**DOCUMENT TEXT**
====================

Speech Clarity Tester
Read a few sentences into your mic. The tool builds your long-term spectral balance across speech bands and a consonant-presence score — a proxy for how crisp your consonants are — with practical tips.
ℹ This measures spectral balance, not true intelligibility. A real intelligibility metric (like STI) needs reference signals and room measurement; the “clarity” here is the energy in the 2.5–6 kHz consonant band relative to the rest of your speech — useful for spotting a muffled or harsh balance, but affected by your mic and room and not a clinical or pass/fail test. Your mic is analyzed live and never recorded or uploaded.
How It Works
While you speak, the tool builds a long-term average spectrum — the average energy at each frequency over the whole sample (only counting moments when you’re actually talking). The chart shows the speech bands: low-mid (vowel warmth), mid (vowel core), presence (2.5–6 kHz — where consonant detail lives), and air (above 6 kHz), setting aside the sub-300 Hz rumble/body region. Crisp, clear speech carries a healthy share of energy in the presence band, because that’s where fricatives (s, f, sh), plosive bursts (t, k, p) and the edges of words sit. The score is the presence band’s share of that speech energy, scaled to 0–100 — so it matches the cyan Presence bar. Everything runs live on your device; nothing is recorded.
It’s a useful diagnostic for a muffled balance (too little presence — soft consonants, hard to follow on calls) or a harsh/sibilant one (too much). But it is not a true intelligibility score: real speech clarity depends on articulation, pacing, background noise, and the listener, and proper measurement (STI/STIPA) uses calibrated reference signals. Your mic’s own frequency response also colours the result — compare changes on the same mic rather than chasing an absolute number.

====================

**TASK OBJECTIVE**
From the Speech Clarity Tester text, pull out the passage whose opening words include "Speech Clarity Tester" and whose closing words are "with practical tips.", reproducing it word for word.

====================

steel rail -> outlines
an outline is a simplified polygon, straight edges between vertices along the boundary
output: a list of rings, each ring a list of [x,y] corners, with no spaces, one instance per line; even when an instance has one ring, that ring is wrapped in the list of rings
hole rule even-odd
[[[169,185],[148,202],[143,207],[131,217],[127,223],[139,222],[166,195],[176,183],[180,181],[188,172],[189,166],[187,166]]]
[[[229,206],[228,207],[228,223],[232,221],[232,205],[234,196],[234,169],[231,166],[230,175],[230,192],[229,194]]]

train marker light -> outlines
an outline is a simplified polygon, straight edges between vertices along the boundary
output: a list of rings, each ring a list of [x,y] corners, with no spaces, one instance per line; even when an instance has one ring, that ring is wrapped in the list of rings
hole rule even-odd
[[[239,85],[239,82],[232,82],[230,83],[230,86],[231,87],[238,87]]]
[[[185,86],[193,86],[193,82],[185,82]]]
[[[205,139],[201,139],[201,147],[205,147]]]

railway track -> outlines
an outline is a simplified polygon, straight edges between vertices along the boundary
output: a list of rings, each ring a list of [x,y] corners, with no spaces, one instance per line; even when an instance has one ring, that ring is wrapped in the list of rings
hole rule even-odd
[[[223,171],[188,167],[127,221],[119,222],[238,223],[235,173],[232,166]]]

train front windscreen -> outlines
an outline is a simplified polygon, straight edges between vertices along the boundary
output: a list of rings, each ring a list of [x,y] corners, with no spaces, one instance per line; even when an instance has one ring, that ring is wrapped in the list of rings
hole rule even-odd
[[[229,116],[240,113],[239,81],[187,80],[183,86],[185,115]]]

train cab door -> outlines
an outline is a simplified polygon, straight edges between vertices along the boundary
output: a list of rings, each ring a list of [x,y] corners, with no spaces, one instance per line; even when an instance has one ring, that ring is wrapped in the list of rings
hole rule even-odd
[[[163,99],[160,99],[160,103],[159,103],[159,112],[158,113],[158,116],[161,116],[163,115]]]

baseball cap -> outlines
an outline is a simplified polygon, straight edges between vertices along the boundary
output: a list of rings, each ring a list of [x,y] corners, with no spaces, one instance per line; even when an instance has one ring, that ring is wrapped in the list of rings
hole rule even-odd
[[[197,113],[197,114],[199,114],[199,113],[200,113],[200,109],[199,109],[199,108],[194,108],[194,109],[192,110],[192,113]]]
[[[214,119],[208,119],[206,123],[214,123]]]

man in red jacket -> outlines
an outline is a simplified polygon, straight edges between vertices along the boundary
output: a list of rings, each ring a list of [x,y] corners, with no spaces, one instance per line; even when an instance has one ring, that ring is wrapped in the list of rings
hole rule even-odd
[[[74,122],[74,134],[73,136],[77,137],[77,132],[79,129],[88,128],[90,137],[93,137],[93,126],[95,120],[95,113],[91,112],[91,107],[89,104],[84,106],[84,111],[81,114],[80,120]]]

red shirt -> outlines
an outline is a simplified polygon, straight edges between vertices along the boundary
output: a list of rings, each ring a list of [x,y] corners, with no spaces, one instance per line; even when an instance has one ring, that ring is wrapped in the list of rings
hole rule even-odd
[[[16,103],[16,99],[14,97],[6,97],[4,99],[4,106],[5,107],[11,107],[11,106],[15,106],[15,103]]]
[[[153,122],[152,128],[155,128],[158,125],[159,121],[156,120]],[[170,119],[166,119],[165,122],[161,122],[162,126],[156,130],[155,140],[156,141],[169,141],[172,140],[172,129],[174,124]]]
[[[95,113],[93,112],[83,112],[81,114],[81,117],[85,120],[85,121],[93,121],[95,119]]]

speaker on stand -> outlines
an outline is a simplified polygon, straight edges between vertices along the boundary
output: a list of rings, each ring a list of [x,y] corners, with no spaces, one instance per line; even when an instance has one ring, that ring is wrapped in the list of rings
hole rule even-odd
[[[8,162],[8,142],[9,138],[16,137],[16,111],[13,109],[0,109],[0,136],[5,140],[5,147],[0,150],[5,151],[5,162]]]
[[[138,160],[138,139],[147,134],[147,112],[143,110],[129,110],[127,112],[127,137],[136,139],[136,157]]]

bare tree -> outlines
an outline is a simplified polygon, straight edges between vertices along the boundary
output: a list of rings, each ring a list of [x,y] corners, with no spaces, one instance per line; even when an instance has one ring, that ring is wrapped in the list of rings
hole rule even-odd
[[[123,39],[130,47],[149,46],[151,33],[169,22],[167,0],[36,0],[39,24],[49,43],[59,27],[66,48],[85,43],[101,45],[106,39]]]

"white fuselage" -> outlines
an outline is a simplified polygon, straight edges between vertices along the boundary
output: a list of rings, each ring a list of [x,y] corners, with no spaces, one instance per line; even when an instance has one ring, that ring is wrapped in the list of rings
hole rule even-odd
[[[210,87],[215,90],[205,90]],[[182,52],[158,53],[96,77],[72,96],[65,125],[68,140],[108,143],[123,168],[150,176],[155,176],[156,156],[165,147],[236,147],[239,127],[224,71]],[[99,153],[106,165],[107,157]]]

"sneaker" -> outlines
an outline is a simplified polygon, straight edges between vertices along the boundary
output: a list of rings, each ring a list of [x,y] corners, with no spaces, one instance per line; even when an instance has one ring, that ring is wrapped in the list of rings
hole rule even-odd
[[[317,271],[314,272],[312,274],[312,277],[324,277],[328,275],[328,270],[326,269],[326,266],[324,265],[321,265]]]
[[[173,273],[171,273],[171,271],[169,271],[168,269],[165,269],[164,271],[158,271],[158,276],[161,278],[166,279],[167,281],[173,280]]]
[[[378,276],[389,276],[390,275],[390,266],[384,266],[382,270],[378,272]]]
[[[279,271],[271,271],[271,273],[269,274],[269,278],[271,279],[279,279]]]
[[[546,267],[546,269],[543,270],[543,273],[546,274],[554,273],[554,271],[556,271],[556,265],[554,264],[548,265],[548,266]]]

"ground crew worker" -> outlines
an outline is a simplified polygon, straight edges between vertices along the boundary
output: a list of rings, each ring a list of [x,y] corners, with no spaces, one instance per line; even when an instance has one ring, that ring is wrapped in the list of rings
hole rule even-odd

====================

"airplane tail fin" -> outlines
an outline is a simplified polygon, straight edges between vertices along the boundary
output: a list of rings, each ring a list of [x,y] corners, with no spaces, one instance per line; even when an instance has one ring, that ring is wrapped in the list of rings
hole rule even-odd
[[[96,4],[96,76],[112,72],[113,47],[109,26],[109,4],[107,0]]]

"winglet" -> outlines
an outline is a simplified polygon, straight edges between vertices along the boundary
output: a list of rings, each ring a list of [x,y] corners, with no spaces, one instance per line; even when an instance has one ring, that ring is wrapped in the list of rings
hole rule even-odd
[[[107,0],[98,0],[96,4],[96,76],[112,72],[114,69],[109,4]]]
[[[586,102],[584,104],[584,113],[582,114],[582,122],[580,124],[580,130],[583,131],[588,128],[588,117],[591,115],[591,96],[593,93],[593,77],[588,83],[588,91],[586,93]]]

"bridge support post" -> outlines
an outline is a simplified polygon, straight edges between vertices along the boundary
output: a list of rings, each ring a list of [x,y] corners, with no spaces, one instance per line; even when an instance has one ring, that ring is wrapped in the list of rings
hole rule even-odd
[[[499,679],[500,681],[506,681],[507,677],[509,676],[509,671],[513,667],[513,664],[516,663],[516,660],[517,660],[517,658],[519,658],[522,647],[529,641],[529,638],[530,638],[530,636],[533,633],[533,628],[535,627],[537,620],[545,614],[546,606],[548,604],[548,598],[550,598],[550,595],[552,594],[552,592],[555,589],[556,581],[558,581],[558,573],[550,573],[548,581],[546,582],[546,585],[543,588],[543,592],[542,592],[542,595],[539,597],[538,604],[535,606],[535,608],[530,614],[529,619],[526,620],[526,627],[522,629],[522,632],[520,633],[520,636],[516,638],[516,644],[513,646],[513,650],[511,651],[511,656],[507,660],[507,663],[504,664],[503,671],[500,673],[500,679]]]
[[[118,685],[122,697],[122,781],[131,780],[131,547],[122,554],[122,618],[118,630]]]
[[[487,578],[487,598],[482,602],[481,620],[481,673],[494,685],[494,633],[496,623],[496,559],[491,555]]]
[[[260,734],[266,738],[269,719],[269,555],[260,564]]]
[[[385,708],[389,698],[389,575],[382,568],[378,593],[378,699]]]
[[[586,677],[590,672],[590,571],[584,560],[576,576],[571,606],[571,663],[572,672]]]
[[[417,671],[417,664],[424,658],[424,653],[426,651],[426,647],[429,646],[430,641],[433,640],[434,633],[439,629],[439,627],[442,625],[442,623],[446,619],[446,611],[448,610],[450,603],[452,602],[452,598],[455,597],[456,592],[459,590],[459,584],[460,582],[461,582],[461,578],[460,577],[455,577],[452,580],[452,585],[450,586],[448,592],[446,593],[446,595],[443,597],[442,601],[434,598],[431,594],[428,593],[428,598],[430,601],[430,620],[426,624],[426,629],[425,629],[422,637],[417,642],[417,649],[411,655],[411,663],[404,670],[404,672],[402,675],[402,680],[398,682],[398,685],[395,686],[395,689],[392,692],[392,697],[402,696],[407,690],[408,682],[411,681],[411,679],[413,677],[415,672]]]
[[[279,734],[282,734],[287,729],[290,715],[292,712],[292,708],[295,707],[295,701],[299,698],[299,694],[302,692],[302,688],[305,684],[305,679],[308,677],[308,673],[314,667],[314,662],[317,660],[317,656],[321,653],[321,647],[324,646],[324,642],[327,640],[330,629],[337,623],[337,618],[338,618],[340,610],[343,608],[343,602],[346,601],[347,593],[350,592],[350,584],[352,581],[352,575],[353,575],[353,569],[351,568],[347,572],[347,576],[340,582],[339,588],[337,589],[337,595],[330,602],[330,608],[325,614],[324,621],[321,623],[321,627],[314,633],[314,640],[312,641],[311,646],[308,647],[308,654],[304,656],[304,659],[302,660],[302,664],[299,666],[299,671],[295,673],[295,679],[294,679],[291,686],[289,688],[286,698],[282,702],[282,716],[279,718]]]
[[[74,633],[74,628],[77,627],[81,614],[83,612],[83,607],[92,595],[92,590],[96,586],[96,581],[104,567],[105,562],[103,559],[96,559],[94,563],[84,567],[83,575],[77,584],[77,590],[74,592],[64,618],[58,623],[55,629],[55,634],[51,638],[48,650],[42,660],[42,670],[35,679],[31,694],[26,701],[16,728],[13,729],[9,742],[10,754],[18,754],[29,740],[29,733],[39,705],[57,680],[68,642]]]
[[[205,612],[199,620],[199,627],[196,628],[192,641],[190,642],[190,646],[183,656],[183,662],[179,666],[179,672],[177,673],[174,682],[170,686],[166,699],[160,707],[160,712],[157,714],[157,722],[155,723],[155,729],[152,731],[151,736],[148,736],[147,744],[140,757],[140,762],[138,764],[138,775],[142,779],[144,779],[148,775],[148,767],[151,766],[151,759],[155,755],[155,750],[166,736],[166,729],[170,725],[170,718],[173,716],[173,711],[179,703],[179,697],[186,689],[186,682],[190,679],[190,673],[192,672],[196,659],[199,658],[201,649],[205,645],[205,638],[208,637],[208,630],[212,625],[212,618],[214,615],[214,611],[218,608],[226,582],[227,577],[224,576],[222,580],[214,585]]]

====================

**TASK ANSWER**
Speech Clarity Tester
Read a few sentences into your mic. The tool builds your long-term spectral balance across speech bands and a consonant-presence score — a proxy for how crisp your consonants are — with practical tips.